Dataset entries ::
──────────────────────────────

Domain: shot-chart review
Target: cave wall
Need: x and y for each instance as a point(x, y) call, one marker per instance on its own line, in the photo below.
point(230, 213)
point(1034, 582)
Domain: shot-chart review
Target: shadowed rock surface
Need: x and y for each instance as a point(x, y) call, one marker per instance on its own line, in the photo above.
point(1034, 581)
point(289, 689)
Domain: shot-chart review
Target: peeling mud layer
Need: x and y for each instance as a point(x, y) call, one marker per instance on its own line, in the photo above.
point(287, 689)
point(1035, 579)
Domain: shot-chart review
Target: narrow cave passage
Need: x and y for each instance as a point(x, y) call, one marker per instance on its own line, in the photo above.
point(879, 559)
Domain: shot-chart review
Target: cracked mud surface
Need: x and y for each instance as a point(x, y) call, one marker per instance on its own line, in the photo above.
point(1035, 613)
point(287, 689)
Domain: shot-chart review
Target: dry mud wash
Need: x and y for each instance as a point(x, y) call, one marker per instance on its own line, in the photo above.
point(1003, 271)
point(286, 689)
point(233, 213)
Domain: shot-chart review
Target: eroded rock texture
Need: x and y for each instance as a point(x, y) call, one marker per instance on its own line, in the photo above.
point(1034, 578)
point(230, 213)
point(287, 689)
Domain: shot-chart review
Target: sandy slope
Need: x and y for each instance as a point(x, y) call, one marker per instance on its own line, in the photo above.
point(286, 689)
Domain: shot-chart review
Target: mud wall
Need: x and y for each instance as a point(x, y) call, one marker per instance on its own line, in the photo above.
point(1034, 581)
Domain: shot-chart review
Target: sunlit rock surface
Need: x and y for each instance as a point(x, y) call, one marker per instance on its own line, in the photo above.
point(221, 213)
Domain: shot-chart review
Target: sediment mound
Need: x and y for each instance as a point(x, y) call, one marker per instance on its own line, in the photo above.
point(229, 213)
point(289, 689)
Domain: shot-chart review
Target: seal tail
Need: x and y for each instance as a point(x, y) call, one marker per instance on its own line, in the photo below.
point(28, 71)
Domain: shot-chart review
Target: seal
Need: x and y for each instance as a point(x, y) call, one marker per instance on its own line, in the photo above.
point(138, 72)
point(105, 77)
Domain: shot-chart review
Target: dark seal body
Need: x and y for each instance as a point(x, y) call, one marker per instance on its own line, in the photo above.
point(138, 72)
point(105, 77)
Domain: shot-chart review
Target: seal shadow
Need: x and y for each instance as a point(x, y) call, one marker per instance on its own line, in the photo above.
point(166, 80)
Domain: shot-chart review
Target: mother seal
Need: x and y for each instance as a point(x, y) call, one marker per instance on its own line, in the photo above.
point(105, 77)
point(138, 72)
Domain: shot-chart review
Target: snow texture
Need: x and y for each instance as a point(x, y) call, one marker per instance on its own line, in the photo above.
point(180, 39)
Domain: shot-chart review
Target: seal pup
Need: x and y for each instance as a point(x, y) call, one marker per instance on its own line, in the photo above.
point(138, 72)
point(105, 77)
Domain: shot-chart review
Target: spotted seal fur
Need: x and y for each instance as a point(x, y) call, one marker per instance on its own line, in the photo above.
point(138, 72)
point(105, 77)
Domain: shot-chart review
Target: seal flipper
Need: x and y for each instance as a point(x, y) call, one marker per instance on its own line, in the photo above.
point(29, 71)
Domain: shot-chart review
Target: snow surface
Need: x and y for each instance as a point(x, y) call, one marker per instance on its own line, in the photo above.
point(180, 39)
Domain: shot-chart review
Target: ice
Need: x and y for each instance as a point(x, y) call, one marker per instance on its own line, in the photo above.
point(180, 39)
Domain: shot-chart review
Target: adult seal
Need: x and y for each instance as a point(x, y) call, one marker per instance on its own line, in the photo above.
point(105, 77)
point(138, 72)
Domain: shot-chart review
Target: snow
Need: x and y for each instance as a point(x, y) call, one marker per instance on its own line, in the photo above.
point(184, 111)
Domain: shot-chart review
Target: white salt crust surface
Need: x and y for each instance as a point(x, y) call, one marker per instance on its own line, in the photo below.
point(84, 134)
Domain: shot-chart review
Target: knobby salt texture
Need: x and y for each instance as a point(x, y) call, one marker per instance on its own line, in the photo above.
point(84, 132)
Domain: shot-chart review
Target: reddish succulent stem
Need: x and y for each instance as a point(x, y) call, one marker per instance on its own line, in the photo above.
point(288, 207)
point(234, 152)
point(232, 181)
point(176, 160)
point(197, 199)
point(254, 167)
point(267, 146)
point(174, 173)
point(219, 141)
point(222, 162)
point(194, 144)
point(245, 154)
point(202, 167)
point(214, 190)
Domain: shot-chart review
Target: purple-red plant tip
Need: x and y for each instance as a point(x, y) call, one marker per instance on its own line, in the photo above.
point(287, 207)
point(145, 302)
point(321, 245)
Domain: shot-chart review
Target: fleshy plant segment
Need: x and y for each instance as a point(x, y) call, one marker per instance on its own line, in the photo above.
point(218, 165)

──────────────────────────────

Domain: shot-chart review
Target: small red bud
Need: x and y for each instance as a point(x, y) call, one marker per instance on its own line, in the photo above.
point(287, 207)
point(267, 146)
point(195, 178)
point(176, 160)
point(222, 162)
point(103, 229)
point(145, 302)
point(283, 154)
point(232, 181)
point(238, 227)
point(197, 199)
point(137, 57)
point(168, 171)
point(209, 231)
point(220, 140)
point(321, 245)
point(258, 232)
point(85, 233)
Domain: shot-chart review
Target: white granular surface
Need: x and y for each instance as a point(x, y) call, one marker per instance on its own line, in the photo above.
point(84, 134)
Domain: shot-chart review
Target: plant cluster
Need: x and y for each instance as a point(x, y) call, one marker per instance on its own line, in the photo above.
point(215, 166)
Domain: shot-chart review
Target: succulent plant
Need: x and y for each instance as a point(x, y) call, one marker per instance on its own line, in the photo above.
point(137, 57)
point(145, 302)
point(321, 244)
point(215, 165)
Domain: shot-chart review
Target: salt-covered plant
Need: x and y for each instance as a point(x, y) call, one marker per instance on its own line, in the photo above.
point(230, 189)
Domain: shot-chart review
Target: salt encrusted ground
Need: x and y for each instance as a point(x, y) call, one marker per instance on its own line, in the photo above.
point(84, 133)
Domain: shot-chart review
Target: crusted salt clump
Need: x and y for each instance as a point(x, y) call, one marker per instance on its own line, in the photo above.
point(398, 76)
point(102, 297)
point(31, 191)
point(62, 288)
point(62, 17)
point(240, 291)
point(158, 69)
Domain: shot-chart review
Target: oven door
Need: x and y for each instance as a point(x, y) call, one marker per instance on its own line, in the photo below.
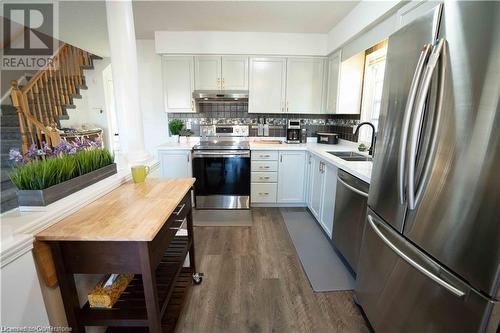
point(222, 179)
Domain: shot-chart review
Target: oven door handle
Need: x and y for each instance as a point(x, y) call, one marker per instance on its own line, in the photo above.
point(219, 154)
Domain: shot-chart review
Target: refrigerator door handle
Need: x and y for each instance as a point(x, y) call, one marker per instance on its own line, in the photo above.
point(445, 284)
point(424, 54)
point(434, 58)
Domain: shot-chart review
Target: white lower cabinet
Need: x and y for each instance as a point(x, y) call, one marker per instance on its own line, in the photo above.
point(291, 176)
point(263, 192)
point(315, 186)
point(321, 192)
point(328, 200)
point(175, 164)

──────────────────────────────

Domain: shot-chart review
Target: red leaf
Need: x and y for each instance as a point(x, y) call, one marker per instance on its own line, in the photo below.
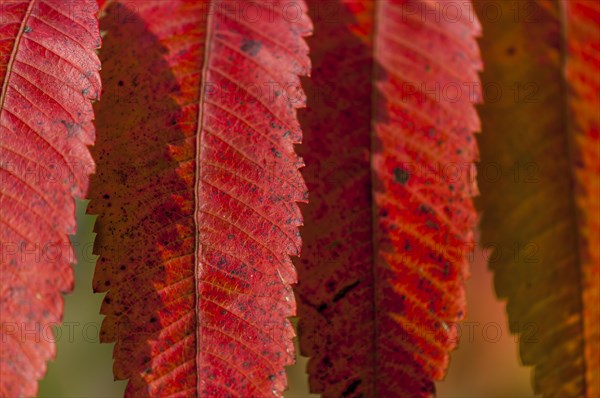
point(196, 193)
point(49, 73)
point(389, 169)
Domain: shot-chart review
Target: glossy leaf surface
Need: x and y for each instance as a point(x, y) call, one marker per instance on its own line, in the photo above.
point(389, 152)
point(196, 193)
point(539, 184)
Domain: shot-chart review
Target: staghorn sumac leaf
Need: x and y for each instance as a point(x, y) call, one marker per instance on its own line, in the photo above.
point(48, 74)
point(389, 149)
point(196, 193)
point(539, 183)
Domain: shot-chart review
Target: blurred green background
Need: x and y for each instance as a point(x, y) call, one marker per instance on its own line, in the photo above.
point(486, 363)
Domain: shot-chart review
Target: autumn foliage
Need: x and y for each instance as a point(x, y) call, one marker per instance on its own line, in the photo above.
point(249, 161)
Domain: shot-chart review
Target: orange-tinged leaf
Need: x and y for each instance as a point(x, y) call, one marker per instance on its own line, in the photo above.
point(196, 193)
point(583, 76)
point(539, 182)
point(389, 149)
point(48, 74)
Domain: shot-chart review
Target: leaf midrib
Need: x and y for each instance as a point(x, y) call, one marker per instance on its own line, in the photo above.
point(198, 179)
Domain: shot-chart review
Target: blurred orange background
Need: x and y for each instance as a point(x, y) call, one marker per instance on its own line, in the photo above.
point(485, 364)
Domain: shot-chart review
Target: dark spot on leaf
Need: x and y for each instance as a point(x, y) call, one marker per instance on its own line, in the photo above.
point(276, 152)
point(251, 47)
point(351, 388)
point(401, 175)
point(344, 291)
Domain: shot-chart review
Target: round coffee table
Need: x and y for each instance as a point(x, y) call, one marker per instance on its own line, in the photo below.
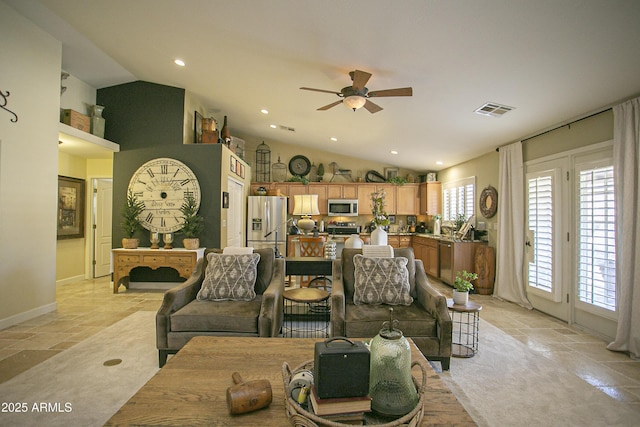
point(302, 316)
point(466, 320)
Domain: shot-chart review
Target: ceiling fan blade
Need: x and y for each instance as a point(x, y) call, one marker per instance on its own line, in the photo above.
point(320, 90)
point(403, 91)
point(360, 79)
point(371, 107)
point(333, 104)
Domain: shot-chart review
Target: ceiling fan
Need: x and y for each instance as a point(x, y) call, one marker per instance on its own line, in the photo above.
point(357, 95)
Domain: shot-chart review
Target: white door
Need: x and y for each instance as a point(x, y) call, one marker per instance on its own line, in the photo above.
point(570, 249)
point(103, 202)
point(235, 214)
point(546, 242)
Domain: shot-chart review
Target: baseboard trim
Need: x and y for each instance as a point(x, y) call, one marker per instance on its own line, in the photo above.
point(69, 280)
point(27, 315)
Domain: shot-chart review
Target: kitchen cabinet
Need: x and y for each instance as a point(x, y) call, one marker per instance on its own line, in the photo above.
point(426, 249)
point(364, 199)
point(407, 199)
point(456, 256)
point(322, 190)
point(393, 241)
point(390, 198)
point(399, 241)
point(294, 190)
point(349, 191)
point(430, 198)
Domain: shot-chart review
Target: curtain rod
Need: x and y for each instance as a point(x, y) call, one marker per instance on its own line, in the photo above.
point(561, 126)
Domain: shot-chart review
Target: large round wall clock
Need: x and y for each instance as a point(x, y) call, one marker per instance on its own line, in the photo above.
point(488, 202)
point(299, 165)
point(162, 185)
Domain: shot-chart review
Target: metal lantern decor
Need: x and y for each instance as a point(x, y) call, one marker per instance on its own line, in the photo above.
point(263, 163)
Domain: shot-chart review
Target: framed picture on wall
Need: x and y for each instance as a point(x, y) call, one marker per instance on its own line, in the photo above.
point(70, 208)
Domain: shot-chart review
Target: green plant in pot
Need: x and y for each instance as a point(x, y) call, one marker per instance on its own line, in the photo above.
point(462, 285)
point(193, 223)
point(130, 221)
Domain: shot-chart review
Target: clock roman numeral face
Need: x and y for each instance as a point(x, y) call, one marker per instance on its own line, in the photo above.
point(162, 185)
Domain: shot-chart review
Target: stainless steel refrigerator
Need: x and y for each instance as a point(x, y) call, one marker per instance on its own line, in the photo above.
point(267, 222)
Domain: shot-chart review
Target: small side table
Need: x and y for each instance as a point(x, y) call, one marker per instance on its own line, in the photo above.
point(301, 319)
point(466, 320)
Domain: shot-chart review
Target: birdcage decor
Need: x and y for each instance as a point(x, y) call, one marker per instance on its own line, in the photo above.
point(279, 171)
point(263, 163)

──────────────────────────────

What this task involves :: Which lines in the records above contain the word "cabinet"? Copy each of those lines.

Result for this task ::
Target: white lower cabinet
Target: kitchen cabinet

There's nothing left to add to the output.